Count the rows below that contain the string "instance", treating uppercase and lowercase as different. Reply with the number only.

▶ _Given entries_:
--- --- ---

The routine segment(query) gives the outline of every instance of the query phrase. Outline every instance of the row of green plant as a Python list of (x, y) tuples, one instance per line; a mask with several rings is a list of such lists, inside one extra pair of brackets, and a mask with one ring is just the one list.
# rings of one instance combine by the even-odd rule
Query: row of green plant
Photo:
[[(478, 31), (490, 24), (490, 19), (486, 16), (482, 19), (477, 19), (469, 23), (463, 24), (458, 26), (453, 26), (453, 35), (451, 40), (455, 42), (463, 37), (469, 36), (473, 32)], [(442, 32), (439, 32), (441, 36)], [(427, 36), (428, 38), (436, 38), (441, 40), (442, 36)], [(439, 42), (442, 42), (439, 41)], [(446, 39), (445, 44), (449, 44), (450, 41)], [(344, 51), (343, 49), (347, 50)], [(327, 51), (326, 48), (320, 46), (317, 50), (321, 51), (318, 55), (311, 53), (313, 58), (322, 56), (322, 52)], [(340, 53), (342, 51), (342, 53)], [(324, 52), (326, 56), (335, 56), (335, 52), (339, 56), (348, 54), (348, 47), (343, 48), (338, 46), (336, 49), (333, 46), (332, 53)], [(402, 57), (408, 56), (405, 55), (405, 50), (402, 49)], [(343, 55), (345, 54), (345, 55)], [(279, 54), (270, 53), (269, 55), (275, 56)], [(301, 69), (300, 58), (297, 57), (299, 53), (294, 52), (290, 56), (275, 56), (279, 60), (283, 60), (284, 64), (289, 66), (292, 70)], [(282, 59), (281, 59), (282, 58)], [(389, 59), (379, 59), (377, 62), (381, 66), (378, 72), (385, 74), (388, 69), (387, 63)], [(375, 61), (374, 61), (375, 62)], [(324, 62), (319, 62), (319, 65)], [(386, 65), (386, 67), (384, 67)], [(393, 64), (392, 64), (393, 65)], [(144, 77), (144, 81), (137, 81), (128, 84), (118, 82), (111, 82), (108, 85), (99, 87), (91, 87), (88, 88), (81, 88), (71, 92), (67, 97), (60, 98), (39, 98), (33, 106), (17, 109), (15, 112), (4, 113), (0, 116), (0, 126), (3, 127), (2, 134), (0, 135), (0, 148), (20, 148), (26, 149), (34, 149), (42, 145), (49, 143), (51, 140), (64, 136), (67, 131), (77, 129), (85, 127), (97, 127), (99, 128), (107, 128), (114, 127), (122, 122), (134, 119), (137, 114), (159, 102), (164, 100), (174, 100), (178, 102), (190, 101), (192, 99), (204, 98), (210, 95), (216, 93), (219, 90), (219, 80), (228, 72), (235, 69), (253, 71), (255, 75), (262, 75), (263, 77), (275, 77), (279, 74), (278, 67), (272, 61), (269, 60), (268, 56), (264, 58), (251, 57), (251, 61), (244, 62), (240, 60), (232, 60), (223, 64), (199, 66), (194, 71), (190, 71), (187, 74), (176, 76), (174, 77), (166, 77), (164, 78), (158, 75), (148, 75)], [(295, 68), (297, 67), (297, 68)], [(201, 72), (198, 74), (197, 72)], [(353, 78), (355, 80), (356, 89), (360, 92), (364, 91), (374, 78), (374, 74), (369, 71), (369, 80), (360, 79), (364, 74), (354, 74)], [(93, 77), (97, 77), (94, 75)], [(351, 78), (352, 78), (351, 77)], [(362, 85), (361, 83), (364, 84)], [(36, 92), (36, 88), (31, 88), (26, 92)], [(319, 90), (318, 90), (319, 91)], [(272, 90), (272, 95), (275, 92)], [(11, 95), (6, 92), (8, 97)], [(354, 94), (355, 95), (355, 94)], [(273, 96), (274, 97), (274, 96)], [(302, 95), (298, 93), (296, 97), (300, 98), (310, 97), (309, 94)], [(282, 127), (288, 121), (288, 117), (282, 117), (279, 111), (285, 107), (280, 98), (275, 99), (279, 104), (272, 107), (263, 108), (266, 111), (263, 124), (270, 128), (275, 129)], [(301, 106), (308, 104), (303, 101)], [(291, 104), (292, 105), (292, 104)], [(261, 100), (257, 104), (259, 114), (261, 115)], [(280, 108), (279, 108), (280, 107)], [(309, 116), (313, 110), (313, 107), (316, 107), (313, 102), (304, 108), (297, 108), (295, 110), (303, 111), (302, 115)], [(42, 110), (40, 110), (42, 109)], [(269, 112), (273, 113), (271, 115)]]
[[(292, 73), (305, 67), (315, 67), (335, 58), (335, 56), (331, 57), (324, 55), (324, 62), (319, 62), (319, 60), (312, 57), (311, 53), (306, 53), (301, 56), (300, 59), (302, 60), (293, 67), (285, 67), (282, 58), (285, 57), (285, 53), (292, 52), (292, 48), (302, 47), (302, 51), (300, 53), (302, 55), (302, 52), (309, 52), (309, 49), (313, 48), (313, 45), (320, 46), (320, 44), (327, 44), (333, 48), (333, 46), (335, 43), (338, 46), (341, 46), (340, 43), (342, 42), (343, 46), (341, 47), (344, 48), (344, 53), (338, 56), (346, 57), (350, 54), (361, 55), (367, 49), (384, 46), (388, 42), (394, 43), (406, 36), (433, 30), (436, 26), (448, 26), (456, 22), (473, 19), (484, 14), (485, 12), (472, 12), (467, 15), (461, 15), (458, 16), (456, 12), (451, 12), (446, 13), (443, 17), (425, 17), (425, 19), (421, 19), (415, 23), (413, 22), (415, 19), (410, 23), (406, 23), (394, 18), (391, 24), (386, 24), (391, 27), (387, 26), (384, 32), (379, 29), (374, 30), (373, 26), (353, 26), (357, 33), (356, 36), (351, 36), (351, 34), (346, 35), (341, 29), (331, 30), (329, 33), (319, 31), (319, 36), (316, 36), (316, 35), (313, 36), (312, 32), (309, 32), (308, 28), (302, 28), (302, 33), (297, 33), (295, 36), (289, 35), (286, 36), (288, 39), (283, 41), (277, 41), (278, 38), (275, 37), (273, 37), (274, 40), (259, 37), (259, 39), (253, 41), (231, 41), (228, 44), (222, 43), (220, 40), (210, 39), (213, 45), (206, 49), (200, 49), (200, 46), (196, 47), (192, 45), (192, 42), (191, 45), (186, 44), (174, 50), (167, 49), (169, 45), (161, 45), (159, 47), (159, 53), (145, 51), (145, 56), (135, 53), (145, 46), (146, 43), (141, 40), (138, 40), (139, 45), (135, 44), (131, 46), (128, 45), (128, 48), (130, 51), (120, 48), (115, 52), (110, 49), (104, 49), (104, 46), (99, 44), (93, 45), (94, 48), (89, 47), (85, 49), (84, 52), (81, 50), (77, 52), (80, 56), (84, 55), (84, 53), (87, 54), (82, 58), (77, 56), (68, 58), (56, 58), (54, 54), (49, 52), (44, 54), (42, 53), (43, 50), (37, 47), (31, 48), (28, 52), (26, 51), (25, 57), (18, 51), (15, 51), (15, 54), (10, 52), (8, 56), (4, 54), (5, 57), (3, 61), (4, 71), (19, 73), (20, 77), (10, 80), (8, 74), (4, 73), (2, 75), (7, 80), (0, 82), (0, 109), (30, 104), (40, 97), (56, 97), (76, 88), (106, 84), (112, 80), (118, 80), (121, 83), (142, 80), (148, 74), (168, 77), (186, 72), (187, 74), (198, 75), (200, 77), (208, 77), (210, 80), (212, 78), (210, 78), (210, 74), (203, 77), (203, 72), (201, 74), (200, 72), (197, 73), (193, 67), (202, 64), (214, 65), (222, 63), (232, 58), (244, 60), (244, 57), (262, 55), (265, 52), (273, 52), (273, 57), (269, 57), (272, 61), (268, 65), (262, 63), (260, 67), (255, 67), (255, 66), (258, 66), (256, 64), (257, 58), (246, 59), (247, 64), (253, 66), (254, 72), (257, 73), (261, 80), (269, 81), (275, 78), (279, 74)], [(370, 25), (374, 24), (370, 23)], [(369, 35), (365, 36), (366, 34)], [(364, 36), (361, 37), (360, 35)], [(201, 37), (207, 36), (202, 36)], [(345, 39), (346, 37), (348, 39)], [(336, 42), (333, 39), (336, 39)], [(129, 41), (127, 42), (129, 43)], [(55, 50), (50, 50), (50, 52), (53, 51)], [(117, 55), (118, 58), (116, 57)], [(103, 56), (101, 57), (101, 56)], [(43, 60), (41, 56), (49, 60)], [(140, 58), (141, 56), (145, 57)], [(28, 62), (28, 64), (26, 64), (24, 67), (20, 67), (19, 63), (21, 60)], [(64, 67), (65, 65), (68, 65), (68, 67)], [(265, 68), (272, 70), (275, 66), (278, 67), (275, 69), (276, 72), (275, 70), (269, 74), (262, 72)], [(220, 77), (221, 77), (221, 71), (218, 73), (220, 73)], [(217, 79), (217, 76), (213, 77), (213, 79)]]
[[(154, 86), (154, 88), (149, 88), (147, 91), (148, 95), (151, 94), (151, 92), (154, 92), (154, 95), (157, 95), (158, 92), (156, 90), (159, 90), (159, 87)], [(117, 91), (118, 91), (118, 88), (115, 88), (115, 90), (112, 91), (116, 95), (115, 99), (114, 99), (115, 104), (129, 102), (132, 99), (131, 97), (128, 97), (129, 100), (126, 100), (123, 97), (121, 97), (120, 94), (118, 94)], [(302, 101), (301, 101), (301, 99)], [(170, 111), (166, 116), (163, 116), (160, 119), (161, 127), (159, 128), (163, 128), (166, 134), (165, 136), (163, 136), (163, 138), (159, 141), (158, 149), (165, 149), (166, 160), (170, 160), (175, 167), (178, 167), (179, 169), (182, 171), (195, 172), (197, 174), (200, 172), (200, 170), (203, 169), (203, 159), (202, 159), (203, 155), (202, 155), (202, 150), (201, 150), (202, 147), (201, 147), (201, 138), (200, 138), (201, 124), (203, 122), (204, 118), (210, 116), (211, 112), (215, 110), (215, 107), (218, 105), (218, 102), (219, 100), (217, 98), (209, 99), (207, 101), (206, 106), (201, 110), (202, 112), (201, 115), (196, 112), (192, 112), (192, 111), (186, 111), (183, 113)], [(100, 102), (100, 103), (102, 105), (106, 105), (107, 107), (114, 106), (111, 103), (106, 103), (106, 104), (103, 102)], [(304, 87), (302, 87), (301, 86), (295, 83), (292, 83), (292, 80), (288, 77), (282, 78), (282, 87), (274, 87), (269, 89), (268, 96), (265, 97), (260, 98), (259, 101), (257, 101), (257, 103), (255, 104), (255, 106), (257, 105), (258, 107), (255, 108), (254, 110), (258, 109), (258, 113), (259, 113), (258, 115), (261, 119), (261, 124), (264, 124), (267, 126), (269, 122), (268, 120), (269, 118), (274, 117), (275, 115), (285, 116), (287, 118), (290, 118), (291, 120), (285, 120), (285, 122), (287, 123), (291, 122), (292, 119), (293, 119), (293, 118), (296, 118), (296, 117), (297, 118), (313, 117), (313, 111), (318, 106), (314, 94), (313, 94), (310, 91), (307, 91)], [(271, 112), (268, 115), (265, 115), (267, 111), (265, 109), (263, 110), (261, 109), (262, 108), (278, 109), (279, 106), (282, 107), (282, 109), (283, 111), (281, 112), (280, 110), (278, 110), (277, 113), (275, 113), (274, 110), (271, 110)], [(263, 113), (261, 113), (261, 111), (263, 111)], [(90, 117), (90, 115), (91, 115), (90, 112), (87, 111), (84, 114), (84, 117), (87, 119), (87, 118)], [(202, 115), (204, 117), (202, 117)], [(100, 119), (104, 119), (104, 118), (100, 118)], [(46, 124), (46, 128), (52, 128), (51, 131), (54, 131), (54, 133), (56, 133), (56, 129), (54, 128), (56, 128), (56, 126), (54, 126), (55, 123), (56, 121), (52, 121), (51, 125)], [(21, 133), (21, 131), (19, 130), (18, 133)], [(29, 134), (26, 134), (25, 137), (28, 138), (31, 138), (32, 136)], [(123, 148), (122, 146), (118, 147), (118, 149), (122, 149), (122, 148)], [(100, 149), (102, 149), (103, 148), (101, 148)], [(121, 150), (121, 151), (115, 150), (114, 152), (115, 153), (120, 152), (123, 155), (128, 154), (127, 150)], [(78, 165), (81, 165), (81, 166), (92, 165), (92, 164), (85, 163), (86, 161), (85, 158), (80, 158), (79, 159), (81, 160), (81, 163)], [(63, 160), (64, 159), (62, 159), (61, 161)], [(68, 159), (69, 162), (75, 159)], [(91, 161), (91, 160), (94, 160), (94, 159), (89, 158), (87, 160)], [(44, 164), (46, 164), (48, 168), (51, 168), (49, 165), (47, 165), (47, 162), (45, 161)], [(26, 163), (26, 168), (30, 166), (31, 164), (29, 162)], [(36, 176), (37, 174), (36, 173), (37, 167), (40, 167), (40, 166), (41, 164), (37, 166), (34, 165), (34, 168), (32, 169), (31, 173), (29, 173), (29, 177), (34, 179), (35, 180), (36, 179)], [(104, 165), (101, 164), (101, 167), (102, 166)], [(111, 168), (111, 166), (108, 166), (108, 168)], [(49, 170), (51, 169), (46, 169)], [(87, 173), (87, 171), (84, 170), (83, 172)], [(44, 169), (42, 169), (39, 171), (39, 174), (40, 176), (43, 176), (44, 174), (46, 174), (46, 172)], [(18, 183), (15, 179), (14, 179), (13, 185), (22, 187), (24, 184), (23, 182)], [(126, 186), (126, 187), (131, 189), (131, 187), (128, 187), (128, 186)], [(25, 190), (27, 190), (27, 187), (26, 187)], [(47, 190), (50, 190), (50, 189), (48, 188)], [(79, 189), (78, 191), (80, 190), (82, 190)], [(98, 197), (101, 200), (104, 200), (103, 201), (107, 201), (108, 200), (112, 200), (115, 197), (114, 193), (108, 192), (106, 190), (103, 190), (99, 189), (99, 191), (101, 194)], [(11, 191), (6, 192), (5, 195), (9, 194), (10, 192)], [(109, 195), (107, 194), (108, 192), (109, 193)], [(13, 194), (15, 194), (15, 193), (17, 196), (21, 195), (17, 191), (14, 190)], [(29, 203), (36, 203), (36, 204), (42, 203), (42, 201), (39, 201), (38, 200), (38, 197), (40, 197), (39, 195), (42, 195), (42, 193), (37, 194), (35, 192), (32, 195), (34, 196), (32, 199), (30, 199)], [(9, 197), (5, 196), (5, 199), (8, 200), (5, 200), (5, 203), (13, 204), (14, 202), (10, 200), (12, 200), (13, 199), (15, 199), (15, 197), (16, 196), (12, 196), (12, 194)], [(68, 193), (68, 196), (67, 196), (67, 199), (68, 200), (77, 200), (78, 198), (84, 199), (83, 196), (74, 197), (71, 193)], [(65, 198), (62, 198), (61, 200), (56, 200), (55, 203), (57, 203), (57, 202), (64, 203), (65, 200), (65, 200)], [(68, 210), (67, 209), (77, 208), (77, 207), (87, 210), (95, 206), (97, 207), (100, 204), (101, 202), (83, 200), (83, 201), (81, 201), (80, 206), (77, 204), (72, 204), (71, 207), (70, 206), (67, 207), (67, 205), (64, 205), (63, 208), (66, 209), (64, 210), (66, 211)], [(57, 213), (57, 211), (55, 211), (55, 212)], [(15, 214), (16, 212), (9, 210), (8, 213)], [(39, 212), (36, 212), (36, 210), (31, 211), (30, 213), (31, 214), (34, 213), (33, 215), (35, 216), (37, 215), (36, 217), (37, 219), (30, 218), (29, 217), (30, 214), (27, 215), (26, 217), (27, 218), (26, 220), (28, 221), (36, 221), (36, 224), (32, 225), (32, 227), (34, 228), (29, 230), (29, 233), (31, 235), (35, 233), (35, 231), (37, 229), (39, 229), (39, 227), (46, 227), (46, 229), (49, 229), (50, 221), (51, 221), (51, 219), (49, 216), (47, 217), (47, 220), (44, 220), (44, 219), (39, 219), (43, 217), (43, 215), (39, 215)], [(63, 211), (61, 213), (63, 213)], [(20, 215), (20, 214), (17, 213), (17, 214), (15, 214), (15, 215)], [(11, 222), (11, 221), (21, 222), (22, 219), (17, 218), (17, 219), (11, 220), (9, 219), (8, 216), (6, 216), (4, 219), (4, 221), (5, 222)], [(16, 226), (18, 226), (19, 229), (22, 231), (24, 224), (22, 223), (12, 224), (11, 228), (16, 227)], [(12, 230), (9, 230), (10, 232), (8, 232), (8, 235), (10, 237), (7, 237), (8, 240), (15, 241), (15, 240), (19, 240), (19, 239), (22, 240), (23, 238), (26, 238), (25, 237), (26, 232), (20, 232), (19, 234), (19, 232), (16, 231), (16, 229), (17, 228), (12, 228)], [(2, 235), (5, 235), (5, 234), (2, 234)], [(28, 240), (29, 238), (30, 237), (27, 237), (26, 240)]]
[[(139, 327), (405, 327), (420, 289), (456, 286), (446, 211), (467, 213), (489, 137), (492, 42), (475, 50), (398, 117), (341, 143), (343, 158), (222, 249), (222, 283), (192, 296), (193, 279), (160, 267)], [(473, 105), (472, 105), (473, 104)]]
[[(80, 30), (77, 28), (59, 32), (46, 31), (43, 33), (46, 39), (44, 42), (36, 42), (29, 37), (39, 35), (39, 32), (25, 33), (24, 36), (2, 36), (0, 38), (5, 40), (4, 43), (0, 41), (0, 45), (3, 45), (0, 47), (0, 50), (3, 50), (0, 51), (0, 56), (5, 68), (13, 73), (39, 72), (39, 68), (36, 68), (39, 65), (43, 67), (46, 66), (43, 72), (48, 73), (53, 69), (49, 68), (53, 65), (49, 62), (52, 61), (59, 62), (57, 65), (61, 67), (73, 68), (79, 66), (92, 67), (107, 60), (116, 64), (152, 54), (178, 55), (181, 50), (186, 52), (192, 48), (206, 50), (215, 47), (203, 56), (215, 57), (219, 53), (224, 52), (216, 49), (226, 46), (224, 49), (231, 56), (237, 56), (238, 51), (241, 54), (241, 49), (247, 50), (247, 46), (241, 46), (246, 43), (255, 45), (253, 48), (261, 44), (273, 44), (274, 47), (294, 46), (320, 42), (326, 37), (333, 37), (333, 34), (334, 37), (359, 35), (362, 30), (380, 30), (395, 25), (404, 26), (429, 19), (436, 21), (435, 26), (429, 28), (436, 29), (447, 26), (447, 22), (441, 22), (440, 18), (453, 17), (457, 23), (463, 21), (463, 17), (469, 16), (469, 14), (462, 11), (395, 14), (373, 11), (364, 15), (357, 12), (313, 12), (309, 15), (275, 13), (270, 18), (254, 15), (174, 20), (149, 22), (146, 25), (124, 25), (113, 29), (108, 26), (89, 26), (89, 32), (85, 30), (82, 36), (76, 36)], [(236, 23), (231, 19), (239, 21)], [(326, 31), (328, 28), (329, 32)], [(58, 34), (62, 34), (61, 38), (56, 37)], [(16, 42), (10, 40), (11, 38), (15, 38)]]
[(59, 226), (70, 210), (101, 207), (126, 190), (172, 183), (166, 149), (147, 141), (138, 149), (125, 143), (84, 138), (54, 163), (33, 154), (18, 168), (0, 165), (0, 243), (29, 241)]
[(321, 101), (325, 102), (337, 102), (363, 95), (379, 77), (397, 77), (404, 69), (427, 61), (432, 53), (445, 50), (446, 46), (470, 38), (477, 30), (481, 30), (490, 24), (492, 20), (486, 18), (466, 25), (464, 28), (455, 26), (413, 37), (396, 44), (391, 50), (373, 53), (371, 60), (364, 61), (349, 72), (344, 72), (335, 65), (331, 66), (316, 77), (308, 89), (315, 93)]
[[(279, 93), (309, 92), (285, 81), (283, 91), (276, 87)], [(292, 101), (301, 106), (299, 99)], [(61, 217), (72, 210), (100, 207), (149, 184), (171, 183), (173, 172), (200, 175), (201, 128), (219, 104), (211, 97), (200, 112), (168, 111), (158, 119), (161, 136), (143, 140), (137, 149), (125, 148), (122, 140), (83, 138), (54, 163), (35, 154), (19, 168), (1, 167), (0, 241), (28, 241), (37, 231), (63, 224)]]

--- --- ---

▶ _Correct response_: 2